**** Okuma Parçası ****

Diğer bir konu, yine, dün burada imalat sanayisiyle ilgili konuştuk; onun da altını çizmek isterim. Ya, devlet olarak bir ham madde problemimiz var -ben gerçekten teşekkür ediyorum çünkü sonuç itibarıyla özellikle Afrika'da birtakım girişimlerimiz var- yeni dönemde enerji ve petrol kuyuları başta olmak üzere, ham madde olmak üzere yani Türkiye'de olmayan ve dışarıdan ithal ettiğimiz ürünlerle ilgili olarak devletin dışarıda yatırımlarına da ihtiyaç olduğunu düşünüyorum; elbette istihdam kaybı olacaktır Türkiye'de ama Türkiye'nin ithalat bağımlılığını, ekonomik bağımlılığını azaltmak için buna da ihtiyaç olduğunu düşünüyorum.
Şimdi, tabii, burada ana sektörlerden bir tanesi de savunma sanayimiz -doğrusu, her Türkiye Cumhuriyeti vatandaşının göğsünü kabartan bir tablodur, onun için müteşekkiriz- ve ben burada 26 milyar doların, 2028 hedefinin çokça aşılacağını düşünüyorum çünkü 15 milyar dolara gelmişiz yani bu gidişle onun aşılacağını düşünüyorum, burada hedefi düşük görüyorum ancak burada söylemem gereken şey şu: 2022 ve 2023 tarihleri arasında yerlileşme oranında yüzde 7 bir iyileşme olmuş Sayın Cumhurbaşkanı Yardımcım, elbette yüzde 100'e yaklaşırken bu yerliliği artırmanın zor olduğunun farkındayız ama sadece 5 puan artmış yani beş yılda 5 puan artmış; bunun da az olduğunu düşünüyorum.
(Mikrofon otomatik cihaz tarafından kapatıldı)
BAŞKAN MEHMET MUŞ - Devam edin lütfen.
Buyurun Sayın Temurci.

**** Alıştırma Verileri ****

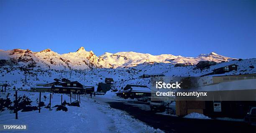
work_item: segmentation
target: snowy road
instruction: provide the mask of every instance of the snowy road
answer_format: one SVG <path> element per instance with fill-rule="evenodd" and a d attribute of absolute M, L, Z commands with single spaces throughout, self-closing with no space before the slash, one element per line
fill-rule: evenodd
<path fill-rule="evenodd" d="M 136 100 L 111 99 L 101 96 L 92 99 L 108 104 L 113 108 L 125 111 L 148 125 L 166 132 L 256 132 L 255 126 L 242 122 L 188 119 L 162 115 L 152 113 L 148 104 Z M 216 127 L 213 127 L 213 125 Z"/>
<path fill-rule="evenodd" d="M 24 92 L 22 95 L 29 95 L 32 100 L 35 100 L 37 98 L 38 93 Z M 42 93 L 42 95 L 48 95 L 49 93 Z M 60 103 L 60 95 L 54 95 L 52 107 Z M 46 105 L 48 104 L 48 100 L 47 98 L 44 100 Z M 64 95 L 64 100 L 68 102 L 69 98 Z M 72 101 L 74 100 L 72 99 Z M 154 129 L 133 118 L 125 112 L 112 108 L 108 105 L 100 104 L 84 96 L 81 95 L 81 102 L 80 107 L 66 106 L 67 112 L 56 111 L 56 108 L 49 110 L 44 107 L 42 108 L 40 113 L 38 110 L 19 111 L 18 120 L 14 118 L 15 114 L 10 113 L 9 110 L 5 110 L 0 114 L 0 124 L 26 124 L 28 125 L 27 131 L 18 131 L 26 133 L 162 132 L 159 129 Z"/>

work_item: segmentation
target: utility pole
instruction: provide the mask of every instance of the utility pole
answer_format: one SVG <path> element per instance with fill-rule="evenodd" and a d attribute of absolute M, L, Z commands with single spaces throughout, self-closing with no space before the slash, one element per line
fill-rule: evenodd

****

Görevler ve Alıştırmalar:
1: Konuşma metnine dayanarak aşağıdaki soruları cevaplayın.
(a) Konuşmacı, birtakım girişimlerin özellikle hangi kıtada bulunduğunu söylemektedir?
(b) Savunma sanayisi için belirtilen 2028 hedefi kaç milyar dolardır?
(c) 2022 ile 2023 arasında yerlileşme oranında ne kadarlık bir iyileşme olduğu ifade edilmektedir?
2: Konuşma metnini son cümlesinden sonra, aynı resmî üslupla sürdürün.

Cevap Anahtarı:
1:
(a) Afrika.
(b) 26 milyar dolar.
(c) Yüzde 7.

2:
SELİM TEMURCİ (İstanbul) - Bir dakikam mı var; ona göre konuşacağım.
BAŞKAN MEHMET MUŞ - İki dakikanız daha var.
SELİM TEMURCİ (İstanbul) - Peki.
Tabii, tarımla ilgili, sulamanın yüzdesel olarak yüzde 68'den 72'ye çıkması tarımda verimliliği ilgilendiren bir mesele; bu konuda yeterli olmadığını düşünüyoruz. Büyükbaş ve küçükbaş hayvan sayısının -tabii, tekrar bakacaksınızdır mutlaka- çok ama çok yetersiz olduğunu düşünüyoruz. Hububat ekim alanına bir bakın; 11,4 milyon hektardan 11,7 milyon hektara çıkıyor yani bu böyle olduğu sürece bu millet bu ürünleri önümüzdeki yıllarda da çok pahalıya yiyecek demektir. Ana sektör olarak tarımın biraz daha öne çıkarılması gerekiyor.
Şimdi, son olarak eğitimle ilgili bir şey söyleyeyim. Eğitimdeki temel şeyin -hepimiz üzerinde hemfikiriz- kalite olduğunu düşünüyoruz, temel meselenin beyin göçü olduğunu düşünüyoruz. Neden bu ülkede on yıl önce, on beş yıl önce, AK PARTİ kurulduğunda, dışarıda ne kadar parlak beyin varsa birçoğu geldi, birçoğu bakan yardımcısı oldu, ülkede görevler aldı, farklı farklı yerlere geldi de şimdi bu ülkenin çocukları -üniversitelerde yaptığımız onlarca sohbette- bu ülkede yetişmiş parlak beyinlerin neredeyse yüzde 90'ı -elimizde veriler var, arzu ederseniz veririz- yurt dışında üniversiteleri hazırlamışlar ve ülkeyi terk etmek istiyorlar? Beyin göçünü engellemenin iki temel yolu vardır: Ehliyet ve liyakat. İkincisi, eğitimde kaliteyi artırmak ve üniversitelerin -sivil toplum başta olmak üzere- siyasetin dışında tutulması.
Ben tekraren çok teşekkür ediyorum.
Son söz olarak, özellikle okullaşma oranında kadınlarda yüzde 100'e varılma hedefini çok anlamlı ve kıymetli buluyorum.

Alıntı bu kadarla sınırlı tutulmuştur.